Filter the data below, copying out every line that contains the word "cowboy".

— Start Record excerpts —

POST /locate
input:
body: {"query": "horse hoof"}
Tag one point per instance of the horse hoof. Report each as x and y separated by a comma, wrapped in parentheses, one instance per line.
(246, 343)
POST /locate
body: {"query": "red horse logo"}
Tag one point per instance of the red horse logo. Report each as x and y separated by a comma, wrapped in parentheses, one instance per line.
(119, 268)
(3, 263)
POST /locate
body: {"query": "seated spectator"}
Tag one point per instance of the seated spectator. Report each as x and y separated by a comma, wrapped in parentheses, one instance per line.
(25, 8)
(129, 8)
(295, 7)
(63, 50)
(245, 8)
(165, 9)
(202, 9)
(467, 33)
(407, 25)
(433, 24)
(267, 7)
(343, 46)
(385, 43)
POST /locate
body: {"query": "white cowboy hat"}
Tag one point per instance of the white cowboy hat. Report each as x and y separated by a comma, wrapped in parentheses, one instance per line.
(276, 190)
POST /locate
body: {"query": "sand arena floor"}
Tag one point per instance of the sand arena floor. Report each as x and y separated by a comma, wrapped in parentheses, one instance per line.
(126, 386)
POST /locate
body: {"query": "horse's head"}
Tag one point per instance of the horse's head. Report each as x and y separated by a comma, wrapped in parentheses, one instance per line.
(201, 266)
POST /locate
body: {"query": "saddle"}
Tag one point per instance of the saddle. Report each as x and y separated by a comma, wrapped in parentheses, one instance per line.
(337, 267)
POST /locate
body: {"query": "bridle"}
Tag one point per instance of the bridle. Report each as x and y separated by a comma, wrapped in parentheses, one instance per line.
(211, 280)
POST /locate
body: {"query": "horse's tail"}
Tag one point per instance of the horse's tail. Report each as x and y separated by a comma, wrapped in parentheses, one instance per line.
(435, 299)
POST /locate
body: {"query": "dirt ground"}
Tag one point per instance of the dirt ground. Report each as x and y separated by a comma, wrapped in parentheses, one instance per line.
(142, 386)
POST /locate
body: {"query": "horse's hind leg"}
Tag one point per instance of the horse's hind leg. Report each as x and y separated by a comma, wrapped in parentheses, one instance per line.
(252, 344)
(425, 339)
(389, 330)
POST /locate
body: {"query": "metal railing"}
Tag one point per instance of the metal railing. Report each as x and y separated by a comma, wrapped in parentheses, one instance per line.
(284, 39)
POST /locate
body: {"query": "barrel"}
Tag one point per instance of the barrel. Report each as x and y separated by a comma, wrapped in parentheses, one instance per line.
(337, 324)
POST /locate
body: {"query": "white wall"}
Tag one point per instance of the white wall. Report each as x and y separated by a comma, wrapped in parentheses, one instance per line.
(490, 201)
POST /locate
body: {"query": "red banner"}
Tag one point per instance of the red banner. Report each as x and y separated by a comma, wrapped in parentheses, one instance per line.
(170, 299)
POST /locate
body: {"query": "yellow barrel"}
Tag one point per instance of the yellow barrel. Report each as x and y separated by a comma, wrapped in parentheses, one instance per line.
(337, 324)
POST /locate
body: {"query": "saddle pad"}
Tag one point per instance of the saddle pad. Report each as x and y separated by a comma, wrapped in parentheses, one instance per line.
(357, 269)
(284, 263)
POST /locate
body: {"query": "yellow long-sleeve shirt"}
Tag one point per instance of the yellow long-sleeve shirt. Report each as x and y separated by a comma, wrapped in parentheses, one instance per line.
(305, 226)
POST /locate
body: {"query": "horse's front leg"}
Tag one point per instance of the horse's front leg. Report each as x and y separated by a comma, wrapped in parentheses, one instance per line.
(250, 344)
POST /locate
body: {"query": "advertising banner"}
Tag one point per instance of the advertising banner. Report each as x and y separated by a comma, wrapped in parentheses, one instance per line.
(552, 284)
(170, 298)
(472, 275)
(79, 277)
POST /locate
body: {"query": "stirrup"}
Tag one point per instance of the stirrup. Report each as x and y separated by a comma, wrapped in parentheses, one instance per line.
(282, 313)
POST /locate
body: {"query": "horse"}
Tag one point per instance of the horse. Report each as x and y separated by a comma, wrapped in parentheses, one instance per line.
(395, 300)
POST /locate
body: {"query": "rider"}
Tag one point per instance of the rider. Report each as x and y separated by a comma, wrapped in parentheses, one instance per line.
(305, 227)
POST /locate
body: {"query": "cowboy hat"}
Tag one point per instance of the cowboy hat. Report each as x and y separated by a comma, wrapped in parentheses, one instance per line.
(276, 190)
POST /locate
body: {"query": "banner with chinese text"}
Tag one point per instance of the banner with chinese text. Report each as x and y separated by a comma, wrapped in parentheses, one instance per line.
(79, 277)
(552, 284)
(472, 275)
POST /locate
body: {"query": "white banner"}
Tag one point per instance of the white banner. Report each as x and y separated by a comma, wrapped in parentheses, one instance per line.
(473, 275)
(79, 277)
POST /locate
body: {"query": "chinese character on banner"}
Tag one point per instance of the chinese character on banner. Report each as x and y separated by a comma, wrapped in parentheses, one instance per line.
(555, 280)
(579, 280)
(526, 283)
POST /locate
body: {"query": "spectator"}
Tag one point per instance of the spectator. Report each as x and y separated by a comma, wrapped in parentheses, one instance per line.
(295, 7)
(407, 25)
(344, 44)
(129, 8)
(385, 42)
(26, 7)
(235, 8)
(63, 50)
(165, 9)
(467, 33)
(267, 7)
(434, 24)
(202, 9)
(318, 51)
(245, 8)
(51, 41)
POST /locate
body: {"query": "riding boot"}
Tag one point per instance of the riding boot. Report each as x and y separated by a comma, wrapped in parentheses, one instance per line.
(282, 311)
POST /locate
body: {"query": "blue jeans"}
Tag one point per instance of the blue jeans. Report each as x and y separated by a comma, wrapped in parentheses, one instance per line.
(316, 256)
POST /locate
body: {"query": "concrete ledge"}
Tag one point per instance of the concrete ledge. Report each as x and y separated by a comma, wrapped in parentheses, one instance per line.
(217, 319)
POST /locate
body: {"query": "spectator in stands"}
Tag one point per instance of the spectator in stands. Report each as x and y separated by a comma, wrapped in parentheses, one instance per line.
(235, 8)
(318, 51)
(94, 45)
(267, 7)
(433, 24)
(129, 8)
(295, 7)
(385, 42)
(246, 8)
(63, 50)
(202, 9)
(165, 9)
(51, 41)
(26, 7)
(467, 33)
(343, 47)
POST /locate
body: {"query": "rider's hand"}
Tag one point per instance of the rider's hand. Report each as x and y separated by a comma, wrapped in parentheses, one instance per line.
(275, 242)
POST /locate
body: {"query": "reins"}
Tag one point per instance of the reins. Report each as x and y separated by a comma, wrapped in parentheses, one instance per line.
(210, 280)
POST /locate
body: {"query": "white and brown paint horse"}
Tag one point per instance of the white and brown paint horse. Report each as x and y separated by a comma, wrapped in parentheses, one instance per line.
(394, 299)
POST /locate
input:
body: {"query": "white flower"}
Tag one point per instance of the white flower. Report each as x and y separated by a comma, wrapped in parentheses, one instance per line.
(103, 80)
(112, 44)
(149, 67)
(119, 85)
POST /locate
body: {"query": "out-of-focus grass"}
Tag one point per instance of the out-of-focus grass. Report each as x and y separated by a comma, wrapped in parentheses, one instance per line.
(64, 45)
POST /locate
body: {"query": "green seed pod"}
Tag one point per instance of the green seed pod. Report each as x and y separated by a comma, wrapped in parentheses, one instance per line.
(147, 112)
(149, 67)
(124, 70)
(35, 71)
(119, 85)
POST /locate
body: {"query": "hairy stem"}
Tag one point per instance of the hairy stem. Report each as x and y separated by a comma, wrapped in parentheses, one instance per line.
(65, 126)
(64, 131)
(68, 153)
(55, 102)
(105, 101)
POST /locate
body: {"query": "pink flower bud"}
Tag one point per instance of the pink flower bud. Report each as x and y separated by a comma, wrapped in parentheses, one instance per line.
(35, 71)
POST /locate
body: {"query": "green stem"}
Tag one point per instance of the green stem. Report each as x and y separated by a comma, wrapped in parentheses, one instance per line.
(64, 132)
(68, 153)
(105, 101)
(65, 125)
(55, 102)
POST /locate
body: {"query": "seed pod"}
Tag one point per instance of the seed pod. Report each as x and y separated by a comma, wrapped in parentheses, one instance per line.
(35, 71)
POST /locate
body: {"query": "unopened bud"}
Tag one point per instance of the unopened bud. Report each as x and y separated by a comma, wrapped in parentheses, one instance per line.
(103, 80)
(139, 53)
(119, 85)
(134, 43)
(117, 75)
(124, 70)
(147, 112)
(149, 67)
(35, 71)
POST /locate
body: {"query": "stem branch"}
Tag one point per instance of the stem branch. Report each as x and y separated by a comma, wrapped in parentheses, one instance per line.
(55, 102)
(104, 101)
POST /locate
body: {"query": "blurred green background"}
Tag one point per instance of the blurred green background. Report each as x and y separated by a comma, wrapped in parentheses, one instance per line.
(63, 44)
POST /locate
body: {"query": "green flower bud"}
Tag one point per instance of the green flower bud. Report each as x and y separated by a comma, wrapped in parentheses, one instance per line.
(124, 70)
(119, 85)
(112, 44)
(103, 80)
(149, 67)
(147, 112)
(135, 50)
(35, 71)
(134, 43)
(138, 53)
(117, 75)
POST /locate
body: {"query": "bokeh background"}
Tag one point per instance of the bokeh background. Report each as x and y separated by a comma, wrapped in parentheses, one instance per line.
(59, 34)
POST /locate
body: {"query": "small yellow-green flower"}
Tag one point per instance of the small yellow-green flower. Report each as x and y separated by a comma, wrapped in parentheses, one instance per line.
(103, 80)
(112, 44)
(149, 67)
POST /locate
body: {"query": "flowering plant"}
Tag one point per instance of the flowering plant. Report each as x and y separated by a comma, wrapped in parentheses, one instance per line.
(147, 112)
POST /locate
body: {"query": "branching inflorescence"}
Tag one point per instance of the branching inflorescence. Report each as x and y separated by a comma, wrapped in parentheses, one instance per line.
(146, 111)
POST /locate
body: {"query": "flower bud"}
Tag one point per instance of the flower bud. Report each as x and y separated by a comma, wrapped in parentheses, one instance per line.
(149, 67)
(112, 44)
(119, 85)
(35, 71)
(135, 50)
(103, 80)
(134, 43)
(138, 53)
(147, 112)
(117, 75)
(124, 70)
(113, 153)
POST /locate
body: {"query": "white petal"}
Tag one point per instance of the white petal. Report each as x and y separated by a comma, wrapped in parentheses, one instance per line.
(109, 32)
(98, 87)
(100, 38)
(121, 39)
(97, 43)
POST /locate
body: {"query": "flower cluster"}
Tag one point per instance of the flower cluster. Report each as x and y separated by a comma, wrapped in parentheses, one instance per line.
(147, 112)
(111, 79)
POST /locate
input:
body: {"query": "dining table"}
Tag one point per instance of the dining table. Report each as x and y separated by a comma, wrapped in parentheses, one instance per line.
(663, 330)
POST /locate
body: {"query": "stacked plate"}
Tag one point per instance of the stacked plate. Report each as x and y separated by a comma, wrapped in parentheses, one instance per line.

— End Record excerpts —

* Finished answer:
body: {"query": "white cowboy hat"}
Tag one point per instance of the white cowboy hat. Report each as x and y separated by a comma, wrapped in parentheses, one instance per line.
body: {"query": "cowboy hat"}
Tag one point per instance of the cowboy hat. Report each as x and y separated by a comma, wrapped in parentheses, one instance per line.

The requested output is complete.